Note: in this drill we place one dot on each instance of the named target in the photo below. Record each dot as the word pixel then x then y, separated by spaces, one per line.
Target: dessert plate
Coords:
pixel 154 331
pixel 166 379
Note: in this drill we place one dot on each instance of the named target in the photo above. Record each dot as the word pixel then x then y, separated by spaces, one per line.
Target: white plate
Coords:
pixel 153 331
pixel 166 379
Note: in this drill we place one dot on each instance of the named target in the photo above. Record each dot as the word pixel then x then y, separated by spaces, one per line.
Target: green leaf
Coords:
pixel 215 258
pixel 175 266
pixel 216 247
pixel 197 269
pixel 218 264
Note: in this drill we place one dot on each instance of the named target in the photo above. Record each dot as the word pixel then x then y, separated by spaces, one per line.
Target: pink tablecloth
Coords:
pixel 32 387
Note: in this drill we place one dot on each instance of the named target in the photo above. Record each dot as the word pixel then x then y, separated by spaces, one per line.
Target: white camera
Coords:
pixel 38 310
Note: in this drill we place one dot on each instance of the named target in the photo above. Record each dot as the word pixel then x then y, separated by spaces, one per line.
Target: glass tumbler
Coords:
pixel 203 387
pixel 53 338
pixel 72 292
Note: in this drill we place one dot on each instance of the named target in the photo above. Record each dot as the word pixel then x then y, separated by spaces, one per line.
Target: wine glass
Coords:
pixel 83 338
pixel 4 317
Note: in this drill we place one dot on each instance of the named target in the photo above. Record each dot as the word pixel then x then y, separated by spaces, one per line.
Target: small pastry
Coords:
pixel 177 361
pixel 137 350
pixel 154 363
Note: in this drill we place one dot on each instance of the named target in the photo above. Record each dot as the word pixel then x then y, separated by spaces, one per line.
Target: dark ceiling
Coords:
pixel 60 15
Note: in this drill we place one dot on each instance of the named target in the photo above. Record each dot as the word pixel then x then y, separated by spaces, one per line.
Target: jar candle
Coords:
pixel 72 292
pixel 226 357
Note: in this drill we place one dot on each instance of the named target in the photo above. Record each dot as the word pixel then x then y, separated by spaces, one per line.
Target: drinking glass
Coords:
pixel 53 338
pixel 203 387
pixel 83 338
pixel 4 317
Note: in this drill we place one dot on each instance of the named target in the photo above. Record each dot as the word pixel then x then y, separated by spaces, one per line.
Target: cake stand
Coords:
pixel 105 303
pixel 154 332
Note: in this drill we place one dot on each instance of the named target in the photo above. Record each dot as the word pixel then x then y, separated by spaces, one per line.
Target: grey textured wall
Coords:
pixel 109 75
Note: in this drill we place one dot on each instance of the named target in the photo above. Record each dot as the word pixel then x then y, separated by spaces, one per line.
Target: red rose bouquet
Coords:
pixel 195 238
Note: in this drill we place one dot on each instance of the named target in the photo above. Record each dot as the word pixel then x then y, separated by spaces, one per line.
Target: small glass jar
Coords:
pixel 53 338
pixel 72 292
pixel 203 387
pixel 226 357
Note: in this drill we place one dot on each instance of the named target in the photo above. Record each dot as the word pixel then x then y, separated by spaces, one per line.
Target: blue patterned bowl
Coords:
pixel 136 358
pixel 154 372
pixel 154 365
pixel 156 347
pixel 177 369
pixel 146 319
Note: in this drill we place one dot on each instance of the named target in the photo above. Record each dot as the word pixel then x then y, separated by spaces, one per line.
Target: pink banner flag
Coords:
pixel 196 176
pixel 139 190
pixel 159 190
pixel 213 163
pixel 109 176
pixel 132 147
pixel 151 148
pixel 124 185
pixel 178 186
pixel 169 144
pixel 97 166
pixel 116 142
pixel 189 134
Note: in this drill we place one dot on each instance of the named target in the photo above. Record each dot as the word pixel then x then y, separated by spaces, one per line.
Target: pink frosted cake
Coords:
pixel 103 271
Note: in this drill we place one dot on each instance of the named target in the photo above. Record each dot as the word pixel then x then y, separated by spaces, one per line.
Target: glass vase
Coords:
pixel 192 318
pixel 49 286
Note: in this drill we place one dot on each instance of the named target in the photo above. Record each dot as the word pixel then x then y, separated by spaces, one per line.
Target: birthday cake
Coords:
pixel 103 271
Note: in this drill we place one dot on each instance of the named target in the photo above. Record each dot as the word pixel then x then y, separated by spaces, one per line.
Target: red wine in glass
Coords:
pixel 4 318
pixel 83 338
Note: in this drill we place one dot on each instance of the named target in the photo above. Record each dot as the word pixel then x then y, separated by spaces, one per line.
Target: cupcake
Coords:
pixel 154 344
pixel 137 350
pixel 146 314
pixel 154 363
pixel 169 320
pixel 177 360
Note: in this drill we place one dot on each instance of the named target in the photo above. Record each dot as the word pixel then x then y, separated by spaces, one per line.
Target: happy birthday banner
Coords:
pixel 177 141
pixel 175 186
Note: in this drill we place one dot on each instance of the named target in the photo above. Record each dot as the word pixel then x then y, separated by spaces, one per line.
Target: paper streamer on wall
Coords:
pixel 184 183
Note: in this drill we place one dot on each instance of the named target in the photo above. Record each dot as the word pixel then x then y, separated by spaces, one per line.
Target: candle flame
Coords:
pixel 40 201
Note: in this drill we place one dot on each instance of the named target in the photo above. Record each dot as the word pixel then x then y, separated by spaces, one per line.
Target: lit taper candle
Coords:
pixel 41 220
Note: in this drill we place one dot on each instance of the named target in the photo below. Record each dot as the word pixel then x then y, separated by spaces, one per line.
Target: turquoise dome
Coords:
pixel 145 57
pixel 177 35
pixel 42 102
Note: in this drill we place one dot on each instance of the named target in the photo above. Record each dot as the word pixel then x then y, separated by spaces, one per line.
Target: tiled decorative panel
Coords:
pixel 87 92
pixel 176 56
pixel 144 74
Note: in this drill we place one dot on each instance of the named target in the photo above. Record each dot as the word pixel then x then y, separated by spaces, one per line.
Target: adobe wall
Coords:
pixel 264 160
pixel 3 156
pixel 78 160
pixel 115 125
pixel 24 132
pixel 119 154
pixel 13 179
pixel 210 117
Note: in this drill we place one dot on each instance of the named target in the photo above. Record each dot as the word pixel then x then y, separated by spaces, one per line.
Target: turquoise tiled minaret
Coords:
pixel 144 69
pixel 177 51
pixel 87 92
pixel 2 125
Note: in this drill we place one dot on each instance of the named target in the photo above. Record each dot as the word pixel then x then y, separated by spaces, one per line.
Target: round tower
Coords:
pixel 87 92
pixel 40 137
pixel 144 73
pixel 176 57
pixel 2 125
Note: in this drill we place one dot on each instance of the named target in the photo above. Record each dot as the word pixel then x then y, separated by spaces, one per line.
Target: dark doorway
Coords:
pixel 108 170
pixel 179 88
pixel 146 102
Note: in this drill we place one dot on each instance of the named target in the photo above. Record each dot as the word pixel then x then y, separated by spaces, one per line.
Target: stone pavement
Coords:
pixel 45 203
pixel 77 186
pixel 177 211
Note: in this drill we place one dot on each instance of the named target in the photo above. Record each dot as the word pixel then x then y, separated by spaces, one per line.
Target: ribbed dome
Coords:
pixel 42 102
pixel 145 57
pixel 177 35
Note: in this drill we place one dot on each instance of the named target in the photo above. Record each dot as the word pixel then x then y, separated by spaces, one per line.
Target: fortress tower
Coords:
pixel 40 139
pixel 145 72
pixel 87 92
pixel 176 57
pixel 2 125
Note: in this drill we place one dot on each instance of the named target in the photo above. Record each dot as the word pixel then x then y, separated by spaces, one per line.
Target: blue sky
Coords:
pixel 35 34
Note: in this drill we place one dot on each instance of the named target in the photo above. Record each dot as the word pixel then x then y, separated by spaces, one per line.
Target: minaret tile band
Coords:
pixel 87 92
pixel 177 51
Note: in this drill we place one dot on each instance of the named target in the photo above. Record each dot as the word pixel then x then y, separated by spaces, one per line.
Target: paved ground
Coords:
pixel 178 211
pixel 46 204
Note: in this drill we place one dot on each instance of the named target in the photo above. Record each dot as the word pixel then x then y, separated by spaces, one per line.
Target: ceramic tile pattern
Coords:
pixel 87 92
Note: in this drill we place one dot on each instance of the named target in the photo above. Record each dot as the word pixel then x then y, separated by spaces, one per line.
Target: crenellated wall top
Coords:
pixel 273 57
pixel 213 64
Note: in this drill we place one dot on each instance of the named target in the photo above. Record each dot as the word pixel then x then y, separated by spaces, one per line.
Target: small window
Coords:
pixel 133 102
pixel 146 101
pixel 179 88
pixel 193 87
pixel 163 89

════

What you need to do: Go through the material above and copy each line that has the word "wall".

Answer section:
Target: grey textured wall
Target: paper streamer on wall
Target: adobe wall
Target: crenellated wall top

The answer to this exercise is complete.